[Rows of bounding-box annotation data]

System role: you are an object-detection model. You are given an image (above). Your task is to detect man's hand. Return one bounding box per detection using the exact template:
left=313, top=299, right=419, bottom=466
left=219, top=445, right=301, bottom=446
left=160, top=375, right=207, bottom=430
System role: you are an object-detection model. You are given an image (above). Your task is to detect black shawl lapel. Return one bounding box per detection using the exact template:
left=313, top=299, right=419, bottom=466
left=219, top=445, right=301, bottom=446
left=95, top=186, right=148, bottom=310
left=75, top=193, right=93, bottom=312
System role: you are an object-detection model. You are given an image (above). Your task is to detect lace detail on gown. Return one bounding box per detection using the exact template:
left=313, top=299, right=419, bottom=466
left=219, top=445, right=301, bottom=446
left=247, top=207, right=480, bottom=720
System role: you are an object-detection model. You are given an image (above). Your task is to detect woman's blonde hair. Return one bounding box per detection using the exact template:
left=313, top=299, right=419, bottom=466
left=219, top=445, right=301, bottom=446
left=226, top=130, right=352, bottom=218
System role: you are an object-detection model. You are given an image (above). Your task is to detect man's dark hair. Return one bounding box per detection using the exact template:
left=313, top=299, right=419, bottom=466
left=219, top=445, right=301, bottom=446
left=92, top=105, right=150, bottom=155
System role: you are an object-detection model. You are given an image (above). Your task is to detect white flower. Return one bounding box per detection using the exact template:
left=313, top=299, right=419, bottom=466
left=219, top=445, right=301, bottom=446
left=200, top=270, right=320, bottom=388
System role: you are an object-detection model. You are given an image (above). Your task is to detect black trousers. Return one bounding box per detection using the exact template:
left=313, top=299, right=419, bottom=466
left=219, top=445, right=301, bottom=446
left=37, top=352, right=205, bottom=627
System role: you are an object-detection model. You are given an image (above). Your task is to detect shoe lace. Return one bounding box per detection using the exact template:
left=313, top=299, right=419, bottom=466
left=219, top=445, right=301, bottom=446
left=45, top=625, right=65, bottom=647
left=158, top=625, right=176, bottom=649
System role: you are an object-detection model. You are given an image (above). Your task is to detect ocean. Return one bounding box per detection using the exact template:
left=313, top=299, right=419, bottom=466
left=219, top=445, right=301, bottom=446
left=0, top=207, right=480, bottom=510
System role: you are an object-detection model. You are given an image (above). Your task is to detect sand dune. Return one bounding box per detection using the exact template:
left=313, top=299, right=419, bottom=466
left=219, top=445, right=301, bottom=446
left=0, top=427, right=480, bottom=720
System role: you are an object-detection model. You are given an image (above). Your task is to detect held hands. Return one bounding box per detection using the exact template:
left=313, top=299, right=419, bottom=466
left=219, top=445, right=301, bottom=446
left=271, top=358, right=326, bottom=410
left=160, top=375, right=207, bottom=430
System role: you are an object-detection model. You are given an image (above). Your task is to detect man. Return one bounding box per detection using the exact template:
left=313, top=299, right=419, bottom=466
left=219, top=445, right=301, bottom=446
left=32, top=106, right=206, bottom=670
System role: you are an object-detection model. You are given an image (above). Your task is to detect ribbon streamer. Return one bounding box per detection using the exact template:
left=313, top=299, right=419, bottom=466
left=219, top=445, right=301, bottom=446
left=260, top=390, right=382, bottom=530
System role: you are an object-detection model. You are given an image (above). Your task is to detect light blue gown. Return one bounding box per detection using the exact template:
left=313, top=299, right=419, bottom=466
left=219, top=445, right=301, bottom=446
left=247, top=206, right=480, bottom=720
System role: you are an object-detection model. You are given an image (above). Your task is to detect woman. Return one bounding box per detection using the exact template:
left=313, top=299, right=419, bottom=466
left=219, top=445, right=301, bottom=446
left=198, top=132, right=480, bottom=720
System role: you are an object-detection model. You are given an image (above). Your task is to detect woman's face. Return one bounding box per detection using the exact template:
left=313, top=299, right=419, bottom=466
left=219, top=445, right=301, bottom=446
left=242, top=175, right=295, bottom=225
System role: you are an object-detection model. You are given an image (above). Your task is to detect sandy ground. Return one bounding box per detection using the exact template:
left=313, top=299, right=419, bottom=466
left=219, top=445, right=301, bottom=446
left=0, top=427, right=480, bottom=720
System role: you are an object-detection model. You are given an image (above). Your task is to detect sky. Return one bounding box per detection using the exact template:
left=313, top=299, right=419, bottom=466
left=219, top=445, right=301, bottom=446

- _Exercise description_
Can you duplicate all of the items above line for line, with no changes?

- _Exercise output_
System role: you are an object-detection model. You are given an image (above). Your task is to detect man's hand. Return one bounding box per detection using the exact template:
left=313, top=299, right=419, bottom=466
left=219, top=445, right=301, bottom=446
left=160, top=375, right=207, bottom=430
System role: you are an object-detection model. You are given an image (above). Your task is to detect black shawl lapel. Return one bounding box per detection using the exact template:
left=313, top=299, right=419, bottom=466
left=219, top=445, right=301, bottom=446
left=95, top=186, right=148, bottom=310
left=75, top=193, right=93, bottom=312
System role: you are an object-detection model. You are given an image (above). Your task is to detect lace detail on gown. Return one bounding box per detection using the exact template:
left=313, top=299, right=419, bottom=466
left=219, top=445, right=301, bottom=446
left=247, top=207, right=480, bottom=720
System role: you are an object-detection model. You are given an image (above). Your task is to detect woman's blonde hair. Return one bounding box per detection using the exact template:
left=313, top=299, right=419, bottom=466
left=219, top=445, right=301, bottom=446
left=226, top=130, right=352, bottom=218
System role: you are an object-detection model. You are given an image (above). Your task is to detect man's dark hair. Return one bounding box per detection using the exact template:
left=313, top=299, right=419, bottom=466
left=219, top=445, right=301, bottom=446
left=92, top=105, right=150, bottom=155
System role: you are an object-detection model. You are given an image (above). Your task is to detect white flower. Return one bounding box per detection using the exact template:
left=313, top=299, right=419, bottom=466
left=219, top=445, right=301, bottom=446
left=200, top=270, right=320, bottom=388
System role: you are an object-detection model. You are given an image (above). Your task is to detect black trousers. Return one bounding box per detection using the exact template:
left=313, top=299, right=419, bottom=466
left=219, top=445, right=301, bottom=446
left=37, top=352, right=205, bottom=627
System role: you are an object-detection model. You are given an image (above). Your task is to detect shoe lace. Return one bounding box per detection using the exact template:
left=313, top=299, right=419, bottom=466
left=219, top=445, right=301, bottom=446
left=45, top=625, right=65, bottom=647
left=158, top=625, right=176, bottom=649
System role: you are an object-detection model. You are given an image (above). Your task is to detect ocean. Return one bounding box per detection using the exact template:
left=313, top=299, right=419, bottom=466
left=219, top=445, right=301, bottom=446
left=0, top=207, right=480, bottom=510
System role: you are an object-detection model. You are given an image (above). Your task is to detect sand dune. Return one bounding box per detection using the exact template:
left=313, top=299, right=419, bottom=466
left=219, top=445, right=301, bottom=446
left=0, top=427, right=480, bottom=720
System role: you are an object-detection model. You are given an image (above). Your task is to detect held hands. Return one bounding box per detection using the exact template:
left=313, top=299, right=419, bottom=466
left=219, top=445, right=301, bottom=446
left=271, top=358, right=326, bottom=410
left=160, top=375, right=207, bottom=430
System role: you are an object-detection model. You are given an image (above). Your task is to detect man. Return one bounding box per detection using the exact template:
left=313, top=299, right=419, bottom=466
left=219, top=445, right=301, bottom=446
left=32, top=106, right=206, bottom=670
System role: you are an object-detection model. You are given an image (above). Your task is to detect ribbon streamer. Return one bounding box per detection using the exact template:
left=313, top=299, right=419, bottom=466
left=219, top=445, right=301, bottom=446
left=260, top=390, right=382, bottom=530
System role: you are an object-detection model. You are given an image (above). Your task is to detect light blue gown. Return one bounding box per detection using the exact template:
left=313, top=299, right=419, bottom=466
left=219, top=445, right=301, bottom=446
left=247, top=206, right=480, bottom=720
System role: you are an object-detection model. You are given an image (above). Your task is to detect woman. Return one bounding box per detection using the exact template:
left=313, top=299, right=419, bottom=466
left=219, top=445, right=301, bottom=446
left=198, top=132, right=480, bottom=720
System role: you are an object-detection model. You are given an image (above). Your task is to detect woman's face. Return one bounding box per detection using the exact template:
left=313, top=299, right=419, bottom=466
left=219, top=445, right=301, bottom=446
left=242, top=175, right=295, bottom=225
System role: you are an object-detection model. You are given an image (above). Your task is to detect sandy ground. Return one bounding box per detection using the exact template:
left=313, top=299, right=419, bottom=466
left=219, top=445, right=301, bottom=446
left=0, top=427, right=480, bottom=720
System role: you are an object-detection model. You are given an image (above). Your task is to detect sky. Return one bounding box per detection using the exact template:
left=313, top=299, right=419, bottom=466
left=219, top=445, right=301, bottom=446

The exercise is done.